(Detection examples)
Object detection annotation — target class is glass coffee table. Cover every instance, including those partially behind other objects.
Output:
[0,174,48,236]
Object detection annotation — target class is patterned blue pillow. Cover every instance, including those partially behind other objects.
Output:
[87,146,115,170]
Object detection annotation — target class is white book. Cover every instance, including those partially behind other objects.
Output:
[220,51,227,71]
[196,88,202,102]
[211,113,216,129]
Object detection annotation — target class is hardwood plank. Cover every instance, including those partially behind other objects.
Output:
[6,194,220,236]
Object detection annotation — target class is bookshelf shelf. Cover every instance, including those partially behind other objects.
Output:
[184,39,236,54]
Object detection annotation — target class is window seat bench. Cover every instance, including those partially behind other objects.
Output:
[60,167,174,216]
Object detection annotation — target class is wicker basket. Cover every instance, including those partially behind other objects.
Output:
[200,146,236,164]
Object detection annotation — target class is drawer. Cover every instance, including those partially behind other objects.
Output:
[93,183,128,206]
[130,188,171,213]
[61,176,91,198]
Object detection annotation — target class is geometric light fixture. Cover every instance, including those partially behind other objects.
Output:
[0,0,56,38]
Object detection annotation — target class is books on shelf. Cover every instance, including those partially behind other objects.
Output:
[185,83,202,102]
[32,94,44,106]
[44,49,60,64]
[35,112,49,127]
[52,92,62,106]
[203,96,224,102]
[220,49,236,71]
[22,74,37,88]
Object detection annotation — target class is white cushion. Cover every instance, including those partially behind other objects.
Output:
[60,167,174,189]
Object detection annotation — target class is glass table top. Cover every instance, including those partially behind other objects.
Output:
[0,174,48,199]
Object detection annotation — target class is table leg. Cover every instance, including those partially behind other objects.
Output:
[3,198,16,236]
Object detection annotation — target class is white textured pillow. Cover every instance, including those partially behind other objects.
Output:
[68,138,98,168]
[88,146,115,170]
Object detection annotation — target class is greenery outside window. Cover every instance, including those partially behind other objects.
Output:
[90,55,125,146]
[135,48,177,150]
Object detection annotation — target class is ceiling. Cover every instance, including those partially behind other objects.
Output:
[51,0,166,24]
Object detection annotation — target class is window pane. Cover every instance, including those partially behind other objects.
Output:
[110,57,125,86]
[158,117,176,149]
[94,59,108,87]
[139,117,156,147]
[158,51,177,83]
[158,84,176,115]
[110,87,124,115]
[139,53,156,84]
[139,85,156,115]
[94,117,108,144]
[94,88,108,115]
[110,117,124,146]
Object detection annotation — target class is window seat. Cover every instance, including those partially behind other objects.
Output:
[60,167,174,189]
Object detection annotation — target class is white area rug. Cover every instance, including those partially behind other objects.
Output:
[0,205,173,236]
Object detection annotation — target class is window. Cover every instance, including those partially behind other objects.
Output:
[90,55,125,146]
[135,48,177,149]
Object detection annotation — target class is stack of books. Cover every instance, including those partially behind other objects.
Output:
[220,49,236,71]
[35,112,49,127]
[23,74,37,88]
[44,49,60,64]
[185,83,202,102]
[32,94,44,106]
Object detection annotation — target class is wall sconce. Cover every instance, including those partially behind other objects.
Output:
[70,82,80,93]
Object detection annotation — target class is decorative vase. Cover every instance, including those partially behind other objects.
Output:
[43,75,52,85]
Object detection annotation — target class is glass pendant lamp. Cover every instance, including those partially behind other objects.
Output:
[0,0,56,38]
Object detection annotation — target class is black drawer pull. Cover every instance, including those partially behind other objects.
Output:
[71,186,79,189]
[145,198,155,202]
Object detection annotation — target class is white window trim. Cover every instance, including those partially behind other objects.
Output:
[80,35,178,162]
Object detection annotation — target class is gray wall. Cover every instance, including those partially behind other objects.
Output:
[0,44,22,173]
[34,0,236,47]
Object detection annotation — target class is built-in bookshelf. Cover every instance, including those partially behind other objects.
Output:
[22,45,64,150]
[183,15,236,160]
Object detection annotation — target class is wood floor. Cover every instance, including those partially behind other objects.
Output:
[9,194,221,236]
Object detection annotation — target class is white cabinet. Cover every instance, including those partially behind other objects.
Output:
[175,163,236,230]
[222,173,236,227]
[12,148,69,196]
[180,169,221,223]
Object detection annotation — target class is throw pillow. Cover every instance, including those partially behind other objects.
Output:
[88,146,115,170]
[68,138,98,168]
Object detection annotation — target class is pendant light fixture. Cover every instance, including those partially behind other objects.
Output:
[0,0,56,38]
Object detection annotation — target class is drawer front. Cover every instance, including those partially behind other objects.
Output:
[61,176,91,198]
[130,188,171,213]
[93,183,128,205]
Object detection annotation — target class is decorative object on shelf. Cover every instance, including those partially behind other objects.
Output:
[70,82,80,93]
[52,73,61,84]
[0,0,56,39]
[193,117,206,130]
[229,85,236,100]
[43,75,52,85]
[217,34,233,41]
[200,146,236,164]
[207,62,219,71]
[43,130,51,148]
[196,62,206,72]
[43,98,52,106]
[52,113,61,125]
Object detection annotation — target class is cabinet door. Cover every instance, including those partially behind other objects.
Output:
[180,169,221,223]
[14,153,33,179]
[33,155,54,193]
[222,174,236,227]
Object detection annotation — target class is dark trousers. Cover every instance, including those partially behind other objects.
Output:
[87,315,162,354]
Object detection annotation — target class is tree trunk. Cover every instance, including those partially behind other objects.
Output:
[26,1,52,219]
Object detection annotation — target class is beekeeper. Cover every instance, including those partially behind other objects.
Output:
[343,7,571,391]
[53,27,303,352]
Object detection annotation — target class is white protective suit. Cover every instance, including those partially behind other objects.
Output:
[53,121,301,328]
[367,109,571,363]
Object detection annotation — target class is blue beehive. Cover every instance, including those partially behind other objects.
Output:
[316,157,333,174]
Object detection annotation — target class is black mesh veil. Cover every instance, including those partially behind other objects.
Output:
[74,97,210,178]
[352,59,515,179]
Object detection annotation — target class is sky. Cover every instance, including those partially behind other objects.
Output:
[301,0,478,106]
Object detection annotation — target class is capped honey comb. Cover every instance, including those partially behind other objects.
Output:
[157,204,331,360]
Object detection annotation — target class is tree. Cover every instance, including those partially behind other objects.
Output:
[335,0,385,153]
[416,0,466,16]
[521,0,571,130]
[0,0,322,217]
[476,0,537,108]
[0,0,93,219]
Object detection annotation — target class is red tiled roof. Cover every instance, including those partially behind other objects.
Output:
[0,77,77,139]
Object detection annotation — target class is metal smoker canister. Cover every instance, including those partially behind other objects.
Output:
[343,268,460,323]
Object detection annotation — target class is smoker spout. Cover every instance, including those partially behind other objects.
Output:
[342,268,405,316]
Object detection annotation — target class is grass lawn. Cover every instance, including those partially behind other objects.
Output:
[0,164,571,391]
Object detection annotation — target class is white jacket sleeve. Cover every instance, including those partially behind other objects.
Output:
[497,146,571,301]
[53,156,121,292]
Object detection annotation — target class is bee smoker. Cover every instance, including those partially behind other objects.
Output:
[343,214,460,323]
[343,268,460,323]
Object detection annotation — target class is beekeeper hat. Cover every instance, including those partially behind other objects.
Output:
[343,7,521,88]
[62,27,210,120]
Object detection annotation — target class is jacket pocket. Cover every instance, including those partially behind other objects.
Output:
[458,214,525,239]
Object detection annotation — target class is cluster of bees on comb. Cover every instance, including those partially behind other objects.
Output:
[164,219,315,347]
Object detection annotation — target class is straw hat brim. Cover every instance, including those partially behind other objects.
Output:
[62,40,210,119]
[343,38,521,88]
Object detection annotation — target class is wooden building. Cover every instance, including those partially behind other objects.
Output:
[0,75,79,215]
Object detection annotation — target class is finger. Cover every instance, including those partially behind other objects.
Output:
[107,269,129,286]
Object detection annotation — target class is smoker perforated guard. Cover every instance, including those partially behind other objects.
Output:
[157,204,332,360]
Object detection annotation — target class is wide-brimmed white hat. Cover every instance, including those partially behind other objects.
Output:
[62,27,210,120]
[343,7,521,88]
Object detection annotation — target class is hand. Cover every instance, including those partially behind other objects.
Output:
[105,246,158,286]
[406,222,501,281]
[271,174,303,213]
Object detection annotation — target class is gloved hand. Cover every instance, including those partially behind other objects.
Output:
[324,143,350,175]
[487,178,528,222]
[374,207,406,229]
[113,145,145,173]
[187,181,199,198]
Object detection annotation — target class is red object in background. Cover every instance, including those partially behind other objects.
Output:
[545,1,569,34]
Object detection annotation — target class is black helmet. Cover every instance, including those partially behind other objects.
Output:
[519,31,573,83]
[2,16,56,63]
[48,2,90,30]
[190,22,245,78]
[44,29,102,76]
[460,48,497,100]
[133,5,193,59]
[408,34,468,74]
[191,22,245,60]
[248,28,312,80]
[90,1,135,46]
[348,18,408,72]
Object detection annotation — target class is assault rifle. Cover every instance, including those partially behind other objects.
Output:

→ JOB
Copy the lines above without any change, beginning with the line that contains "Object detection annotation — target class is wide-brimmed" and ending with the line that contains "[545,1,569,34]", with both of those lines included.

→ REPLY TO THE TASK
Object detection annotation — target class is wide-brimmed white hat. Cover every instance, including those partially behind other objects.
Output:
[62,27,210,120]
[343,7,521,88]
Object detection annotation — target class is hand. Cover every instance, including those partially behind other objects.
Output:
[105,246,158,286]
[406,222,501,281]
[271,174,303,213]
Object detection annotation — target class is gloved hand. Cover every instance, including those partially behind other objects.
Output:
[324,143,350,175]
[487,178,528,222]
[374,207,406,229]
[113,145,145,173]
[187,181,199,198]
Object detection annotation — target class is red object in background. Cover every instance, including those partially behind other objects.
Output:
[545,1,569,34]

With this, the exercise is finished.